Description of the task: Could you give the data that follows again exactly, without its pictures?

Source information:
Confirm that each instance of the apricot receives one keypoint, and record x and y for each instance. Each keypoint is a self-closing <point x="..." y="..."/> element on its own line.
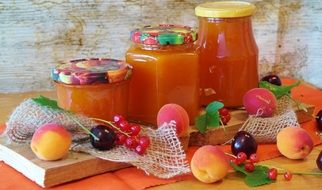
<point x="209" y="164"/>
<point x="260" y="101"/>
<point x="294" y="143"/>
<point x="51" y="142"/>
<point x="177" y="113"/>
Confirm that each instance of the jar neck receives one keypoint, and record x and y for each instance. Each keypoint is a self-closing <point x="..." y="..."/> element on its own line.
<point x="182" y="47"/>
<point x="211" y="27"/>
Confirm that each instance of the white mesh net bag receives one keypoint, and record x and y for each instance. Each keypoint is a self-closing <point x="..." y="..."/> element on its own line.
<point x="164" y="157"/>
<point x="265" y="130"/>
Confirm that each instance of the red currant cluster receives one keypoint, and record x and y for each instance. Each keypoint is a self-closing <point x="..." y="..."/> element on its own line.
<point x="272" y="174"/>
<point x="250" y="167"/>
<point x="224" y="115"/>
<point x="127" y="134"/>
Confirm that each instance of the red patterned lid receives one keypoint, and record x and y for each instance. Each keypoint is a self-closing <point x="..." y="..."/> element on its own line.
<point x="91" y="71"/>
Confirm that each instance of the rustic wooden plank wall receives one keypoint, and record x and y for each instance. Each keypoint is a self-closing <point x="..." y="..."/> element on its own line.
<point x="37" y="34"/>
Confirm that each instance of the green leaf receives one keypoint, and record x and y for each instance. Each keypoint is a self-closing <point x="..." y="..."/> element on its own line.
<point x="214" y="107"/>
<point x="257" y="177"/>
<point x="44" y="101"/>
<point x="212" y="119"/>
<point x="201" y="123"/>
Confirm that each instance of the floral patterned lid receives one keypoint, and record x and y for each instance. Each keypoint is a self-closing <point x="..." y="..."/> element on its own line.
<point x="164" y="34"/>
<point x="91" y="71"/>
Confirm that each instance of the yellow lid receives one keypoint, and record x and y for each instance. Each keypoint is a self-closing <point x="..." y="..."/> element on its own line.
<point x="225" y="9"/>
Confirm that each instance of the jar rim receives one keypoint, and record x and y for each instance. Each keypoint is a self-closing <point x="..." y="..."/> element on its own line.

Worked solution:
Confirm that each instance of the apricot receives one keypoint, and record x and y for each instance. Each keypoint is a self-closing <point x="..." y="..."/> element on its own line.
<point x="209" y="164"/>
<point x="260" y="101"/>
<point x="294" y="143"/>
<point x="51" y="142"/>
<point x="177" y="113"/>
Confirm that each instance of the jar neck receives one keypoint, and record x and y for each instance. Each keypoint is a self-closing <point x="..." y="..."/> element on its own line.
<point x="182" y="47"/>
<point x="211" y="27"/>
Confirm that each instance of the white mesh net bag receives one keypoint, and record x and y for each instance. Each keypoint is a self-closing <point x="..." y="..."/> element on its own line.
<point x="164" y="157"/>
<point x="265" y="130"/>
Confirm that each instance of the red currant cluster receives one keypoint, and record x and y for each instance. Each keypoint is a self-closing <point x="..." y="..."/> element on its own line.
<point x="272" y="174"/>
<point x="250" y="167"/>
<point x="224" y="115"/>
<point x="127" y="134"/>
Confirm that each instance of the red patterned lid receives one keypoint, and record x and y for each instance. Each keypoint is a self-closing <point x="..." y="..."/> element on its own line.
<point x="91" y="71"/>
Confirm that each instance of the rustic wooden plank wall receives one keypoint, and record x and y for each instance. Each keypoint is a self-closing <point x="..." y="..."/> element on its own line.
<point x="37" y="34"/>
Confirm that each instance of the green leaf receives one keypoint, and record x and y for each instance. Each keypoint is a self-closing <point x="..." y="..."/> element on its own line.
<point x="214" y="107"/>
<point x="257" y="177"/>
<point x="44" y="101"/>
<point x="212" y="119"/>
<point x="201" y="123"/>
Confirm that each instance of the floral patterned lid receives one keypoint, and record x and y for each instance. Each keypoint is a self-closing <point x="..." y="..."/> element on its own line.
<point x="164" y="34"/>
<point x="91" y="71"/>
Confirm that each instance of the yellow lid receives one keypoint, and record x and y for each instance. Each keypoint is a self-closing <point x="..." y="..."/> element on its own line.
<point x="225" y="9"/>
Confirm that each instance of the jar rim receives one keypoint, and record x and y for each instance. Each keypoint is a self-closing <point x="..." y="..."/> element on its own line.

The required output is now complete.